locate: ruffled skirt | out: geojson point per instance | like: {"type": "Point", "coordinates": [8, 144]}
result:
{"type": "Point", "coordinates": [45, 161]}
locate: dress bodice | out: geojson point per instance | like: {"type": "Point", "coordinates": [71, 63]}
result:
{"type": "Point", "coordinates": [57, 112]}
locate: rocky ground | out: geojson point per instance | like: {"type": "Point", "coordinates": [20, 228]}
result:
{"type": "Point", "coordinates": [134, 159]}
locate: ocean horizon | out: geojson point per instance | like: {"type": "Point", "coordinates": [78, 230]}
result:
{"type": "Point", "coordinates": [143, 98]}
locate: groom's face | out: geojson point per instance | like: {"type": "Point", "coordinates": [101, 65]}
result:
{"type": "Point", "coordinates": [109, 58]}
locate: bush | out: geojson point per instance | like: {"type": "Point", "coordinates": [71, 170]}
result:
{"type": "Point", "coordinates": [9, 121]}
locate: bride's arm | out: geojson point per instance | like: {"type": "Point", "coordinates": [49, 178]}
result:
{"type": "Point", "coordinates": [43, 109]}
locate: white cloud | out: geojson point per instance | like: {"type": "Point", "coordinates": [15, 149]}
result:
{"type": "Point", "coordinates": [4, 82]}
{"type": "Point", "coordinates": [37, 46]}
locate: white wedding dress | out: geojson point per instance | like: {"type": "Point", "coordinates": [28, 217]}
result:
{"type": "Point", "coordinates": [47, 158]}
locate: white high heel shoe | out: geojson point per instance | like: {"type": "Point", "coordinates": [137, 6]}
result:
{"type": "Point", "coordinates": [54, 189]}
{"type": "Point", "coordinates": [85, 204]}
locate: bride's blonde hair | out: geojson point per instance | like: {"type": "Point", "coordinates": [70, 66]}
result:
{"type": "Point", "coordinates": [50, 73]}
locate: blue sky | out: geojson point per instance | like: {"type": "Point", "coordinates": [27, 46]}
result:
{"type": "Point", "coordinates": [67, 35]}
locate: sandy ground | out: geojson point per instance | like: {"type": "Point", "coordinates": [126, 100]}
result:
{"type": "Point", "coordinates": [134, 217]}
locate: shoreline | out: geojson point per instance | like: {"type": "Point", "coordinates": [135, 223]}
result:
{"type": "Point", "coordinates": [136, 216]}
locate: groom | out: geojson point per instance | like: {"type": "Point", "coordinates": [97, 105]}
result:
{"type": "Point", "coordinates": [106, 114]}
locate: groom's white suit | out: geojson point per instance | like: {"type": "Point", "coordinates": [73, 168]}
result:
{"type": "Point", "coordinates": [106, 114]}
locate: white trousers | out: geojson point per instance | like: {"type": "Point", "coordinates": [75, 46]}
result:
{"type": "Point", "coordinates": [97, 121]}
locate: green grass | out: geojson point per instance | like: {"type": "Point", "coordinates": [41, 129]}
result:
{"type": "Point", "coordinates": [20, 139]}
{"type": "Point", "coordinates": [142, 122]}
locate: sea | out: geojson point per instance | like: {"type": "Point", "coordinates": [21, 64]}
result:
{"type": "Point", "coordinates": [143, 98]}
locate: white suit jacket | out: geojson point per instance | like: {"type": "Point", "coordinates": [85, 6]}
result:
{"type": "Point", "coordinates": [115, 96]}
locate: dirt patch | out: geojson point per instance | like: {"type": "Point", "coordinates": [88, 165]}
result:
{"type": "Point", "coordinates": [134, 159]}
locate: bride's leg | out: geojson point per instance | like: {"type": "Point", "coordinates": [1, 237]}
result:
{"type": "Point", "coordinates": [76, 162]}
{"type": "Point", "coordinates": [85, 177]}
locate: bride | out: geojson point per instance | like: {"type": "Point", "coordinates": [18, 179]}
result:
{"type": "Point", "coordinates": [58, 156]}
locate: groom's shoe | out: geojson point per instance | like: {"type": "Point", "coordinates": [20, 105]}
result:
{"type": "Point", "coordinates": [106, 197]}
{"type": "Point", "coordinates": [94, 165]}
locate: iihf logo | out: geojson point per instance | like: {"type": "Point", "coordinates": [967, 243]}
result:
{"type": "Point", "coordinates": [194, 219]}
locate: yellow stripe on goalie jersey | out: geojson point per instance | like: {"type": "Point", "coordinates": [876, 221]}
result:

[To be done]:
Starting with the line containing "locate: groom's shoe" and continuing through the end of the items, reproduce those lines with "result" swapped for "output" throughout, leaving everything else unchanged.

[Result of this task]:
locate: groom's shoe | out: geojson point per instance | like: {"type": "Point", "coordinates": [20, 105]}
output:
{"type": "Point", "coordinates": [106, 197]}
{"type": "Point", "coordinates": [94, 165]}
locate: iihf logo | out: geojson point per instance | like: {"type": "Point", "coordinates": [967, 243]}
output:
{"type": "Point", "coordinates": [194, 219]}
locate: yellow stripe on goalie jersey | out: geojson point per instance | like: {"type": "Point", "coordinates": [876, 221]}
output:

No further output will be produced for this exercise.